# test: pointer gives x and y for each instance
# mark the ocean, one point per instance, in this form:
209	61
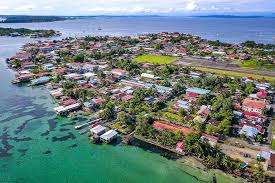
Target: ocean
38	146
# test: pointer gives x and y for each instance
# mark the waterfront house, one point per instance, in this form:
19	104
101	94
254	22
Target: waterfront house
98	130
212	140
63	110
249	131
180	147
253	106
109	136
48	67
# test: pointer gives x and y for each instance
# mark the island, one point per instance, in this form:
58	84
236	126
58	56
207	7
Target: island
15	32
179	93
29	19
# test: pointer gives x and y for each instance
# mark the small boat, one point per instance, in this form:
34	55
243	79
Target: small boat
41	80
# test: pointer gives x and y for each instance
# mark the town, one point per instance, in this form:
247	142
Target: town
144	87
12	32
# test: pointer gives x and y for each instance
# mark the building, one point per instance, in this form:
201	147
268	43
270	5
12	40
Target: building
119	72
48	67
109	136
249	131
254	106
198	91
98	130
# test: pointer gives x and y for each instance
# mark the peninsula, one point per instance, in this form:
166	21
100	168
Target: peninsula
150	88
15	32
29	19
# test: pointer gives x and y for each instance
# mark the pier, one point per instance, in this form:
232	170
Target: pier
78	127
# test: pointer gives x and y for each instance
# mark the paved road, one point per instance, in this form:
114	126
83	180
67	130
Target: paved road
227	65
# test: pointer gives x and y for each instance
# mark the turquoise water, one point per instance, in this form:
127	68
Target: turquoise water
225	29
35	146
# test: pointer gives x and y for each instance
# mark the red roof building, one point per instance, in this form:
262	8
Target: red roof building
255	106
262	94
180	146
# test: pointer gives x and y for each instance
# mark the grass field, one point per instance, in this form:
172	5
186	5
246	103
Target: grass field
253	64
235	74
155	59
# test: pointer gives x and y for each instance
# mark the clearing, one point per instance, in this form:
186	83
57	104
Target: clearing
155	59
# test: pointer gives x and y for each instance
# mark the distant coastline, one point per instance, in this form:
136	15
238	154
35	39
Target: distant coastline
29	19
28	32
233	16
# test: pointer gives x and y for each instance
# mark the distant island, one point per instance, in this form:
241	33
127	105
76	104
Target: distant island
29	19
28	32
230	16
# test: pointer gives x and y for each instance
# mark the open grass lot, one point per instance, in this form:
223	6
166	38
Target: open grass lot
235	74
155	59
253	64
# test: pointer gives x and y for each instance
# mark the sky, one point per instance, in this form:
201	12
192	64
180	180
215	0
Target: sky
134	7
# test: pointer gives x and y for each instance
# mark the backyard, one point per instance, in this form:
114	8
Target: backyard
155	59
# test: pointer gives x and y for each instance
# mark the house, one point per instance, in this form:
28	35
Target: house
119	72
198	91
63	110
126	98
212	140
249	131
262	94
67	102
204	111
109	136
146	75
272	160
87	105
180	147
254	106
98	130
48	67
41	80
181	104
97	101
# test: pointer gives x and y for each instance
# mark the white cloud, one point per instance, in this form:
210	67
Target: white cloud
86	7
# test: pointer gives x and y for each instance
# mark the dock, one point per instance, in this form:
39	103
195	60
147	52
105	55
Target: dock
78	127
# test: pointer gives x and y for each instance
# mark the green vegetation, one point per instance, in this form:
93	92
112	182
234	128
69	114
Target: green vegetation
235	74
26	32
155	59
29	19
172	117
254	64
212	156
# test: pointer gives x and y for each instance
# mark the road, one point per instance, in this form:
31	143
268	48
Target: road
226	65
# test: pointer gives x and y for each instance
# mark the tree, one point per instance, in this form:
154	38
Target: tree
191	140
249	88
108	112
79	58
258	173
178	89
159	47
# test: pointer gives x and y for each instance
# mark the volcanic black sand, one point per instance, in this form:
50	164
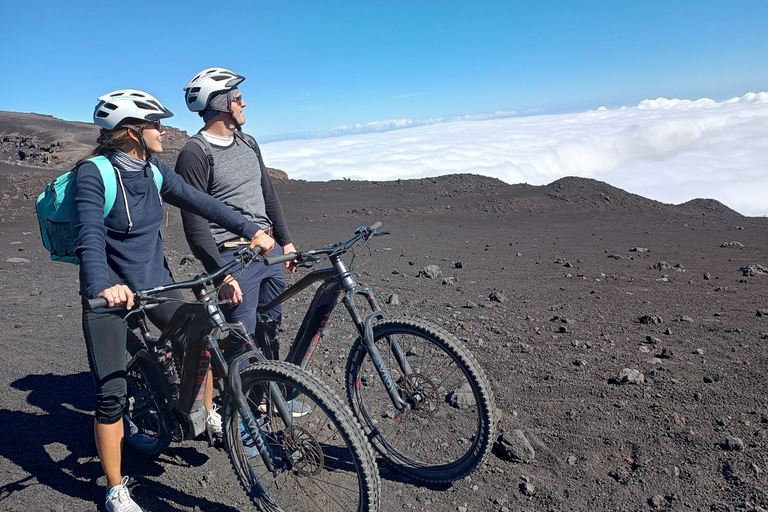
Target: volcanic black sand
591	281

#####

### The problem
Output the records verbatim, every one of them, and keep the pictures out.

### Response to this task
# test: pointer gives x and y for each instance
# mark the ocean, one point per instance, in this form:
209	61
Target: ocean
38	146
# test: pointer gives x and y for each instance
# mark the waterfront house, one point per instance, in this form:
19	104
101	94
254	22
Target: waterfront house
98	130
212	140
63	110
249	131
180	147
253	106
109	136
48	67
# test: pointer gives x and y for each instance
# mark the island, one point per instance, in this form:
58	84
236	126
58	56
207	7
Target: island
15	32
179	93
29	19
# test: pointer gives x and y for each instance
# mark the small boat, one point per instance, in this form:
34	55
243	79
Target: small boat
41	80
# test: pointer gives x and y for each instance
# mark the town, one point per instance, in this form:
247	142
Target: town
144	87
12	32
# test: pointer gives x and y for each instance
# mark the building, one point per instance, in this form:
201	147
268	43
270	5
12	40
Target: building
119	72
48	67
109	136
249	131
254	106
198	91
98	130
# test: pointer gives x and y for each instance
# mark the peninsula, one point per instance, in this form:
166	21
100	168
Target: peninsula
150	88
15	32
29	19
# test: pointer gives x and y for each instance
# mark the pier, one point per instance, in this form:
232	170
Target: pier
78	127
# test: pointer gives x and y for each instance
# mark the paved road, one point per instance, in this form:
114	126
83	180
67	130
Target: paved road
227	65
# test: pointer gives x and y for each instance
# mark the turquoise water, one point per instance, in this form:
127	68
Target: turquoise water
225	29
35	146
# test: pointer gives x and y for each instance
# mark the red roof building, one point per instance, in this form:
262	8
Target: red roof building
255	106
262	94
180	146
# test: pointer gives x and y for each instance
# mark the grass field, one point per instance, in this form:
172	5
186	5
246	103
Target: grass field
253	64
235	74
155	59
# test: pointer gives x and y for each instance
# mark the clearing, one point per instance, in this form:
186	83
57	104
Target: clearing
155	59
# test: pointer gives x and y for each instance
# mark the distant coastline, one point per instance, in this form:
136	15
238	154
35	39
Target: distant coastline
29	19
28	32
233	16
# test: pointer gives x and y for each instance
# mark the distant island, one point per instance, in this form:
241	33
127	105
76	104
Target: distant island
29	19
28	32
230	16
# test: pointer gives x and y for each instance
# mark the open grass lot, one point per instance, in this form:
223	6
166	38
Target: open grass lot
235	74
155	59
253	64
# test: pointer gives x and y for each instance
# mark the sky, one point per instance, in this form:
201	12
192	64
180	180
215	0
Target: sky
134	7
# test: pointer gives x and y for each instance
# mark the backyard, one point per instance, in this form:
114	8
Target: backyard
155	59
# test: pointer gives x and y for each instance
# mark the house, one point per instance, in this form:
28	35
Target: house
119	72
198	91
63	110
126	98
212	140
249	131
262	94
67	102
204	111
109	136
146	75
272	160
87	105
180	147
254	106
98	130
48	67
41	80
181	104
97	101
# test: pointer gives x and y for each instance
# mark the white cloud, one point per instance, in this form:
210	67
Target: white cloud
86	7
# test: pointer gives x and y for each instance
# mark the dock, one point per instance, in this form:
39	103
195	60
147	52
105	55
Target: dock
78	127
# test: pointer gives x and y for each instance
# mark the green vegetation, one point per instance, in this form:
93	92
112	182
234	128
69	114
Target: green vegetation
235	74
26	32
155	59
29	19
172	117
254	64
212	156
# test: pointer gives x and y for each instance
# mark the road, one point per instance, in this form:
31	143
268	48
Target: road
226	65
# test: pointer gives x and y for each instance
# mark the tree, one point per instance, in this form:
154	38
Target: tree
191	140
249	88
108	112
79	58
258	173
178	89
159	47
# test: pointer gives x and y for each instance
# mark the volcanic black sand, one point per instance, in this form:
50	164
Target: volcanic black sand
591	281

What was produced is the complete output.